◆ **TRY IT**: Transcribe exactly the lines from the one containing "Target: calm sea" through the last line of the listing below, inclusive, and nothing beyond them.

◆ **WORKING DATA**:
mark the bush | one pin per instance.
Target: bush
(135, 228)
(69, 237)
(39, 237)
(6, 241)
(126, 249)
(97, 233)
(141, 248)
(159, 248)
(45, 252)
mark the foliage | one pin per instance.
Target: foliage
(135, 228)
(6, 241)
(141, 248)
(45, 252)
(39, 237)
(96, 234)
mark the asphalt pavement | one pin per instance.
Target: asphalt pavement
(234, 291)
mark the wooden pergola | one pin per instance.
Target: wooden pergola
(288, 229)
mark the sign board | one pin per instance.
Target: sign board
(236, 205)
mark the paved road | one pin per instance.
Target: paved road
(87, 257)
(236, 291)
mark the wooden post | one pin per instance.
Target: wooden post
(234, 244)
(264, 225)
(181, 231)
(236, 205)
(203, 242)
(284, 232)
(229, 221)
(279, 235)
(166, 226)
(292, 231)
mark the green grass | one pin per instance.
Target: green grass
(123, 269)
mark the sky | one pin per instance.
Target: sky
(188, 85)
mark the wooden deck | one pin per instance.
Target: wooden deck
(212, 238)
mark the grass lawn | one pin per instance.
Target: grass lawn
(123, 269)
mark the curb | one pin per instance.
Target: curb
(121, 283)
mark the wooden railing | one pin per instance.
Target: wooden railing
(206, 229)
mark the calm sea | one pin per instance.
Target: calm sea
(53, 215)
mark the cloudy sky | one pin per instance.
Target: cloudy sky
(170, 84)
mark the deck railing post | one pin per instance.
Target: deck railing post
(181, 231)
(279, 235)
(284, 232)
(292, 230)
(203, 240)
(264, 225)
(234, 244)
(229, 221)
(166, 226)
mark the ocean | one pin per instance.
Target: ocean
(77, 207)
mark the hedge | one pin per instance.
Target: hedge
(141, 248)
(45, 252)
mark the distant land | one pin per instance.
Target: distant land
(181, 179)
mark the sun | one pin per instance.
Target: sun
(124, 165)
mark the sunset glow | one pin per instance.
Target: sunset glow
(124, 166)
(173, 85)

◆ **ANSWER BOX**:
Target: calm sea
(53, 215)
mark the cloudy sky | one pin per instance.
Target: cloudy sky
(170, 84)
mark the deck railing post | one pin per instance.
Target: deck railing post
(181, 231)
(279, 235)
(284, 232)
(292, 230)
(203, 240)
(264, 225)
(234, 244)
(229, 221)
(166, 226)
mark the ocean | one pin per instance.
Target: ocean
(77, 207)
mark the hedge | one pin per instance.
Target: hedge
(141, 248)
(45, 252)
mark the distant land | one pin per instance.
Target: distant land
(181, 179)
mark the sun | one pin per instance.
Target: sun
(124, 165)
mark the sunset glow | one pin per instance.
Target: sunset glow
(124, 166)
(173, 85)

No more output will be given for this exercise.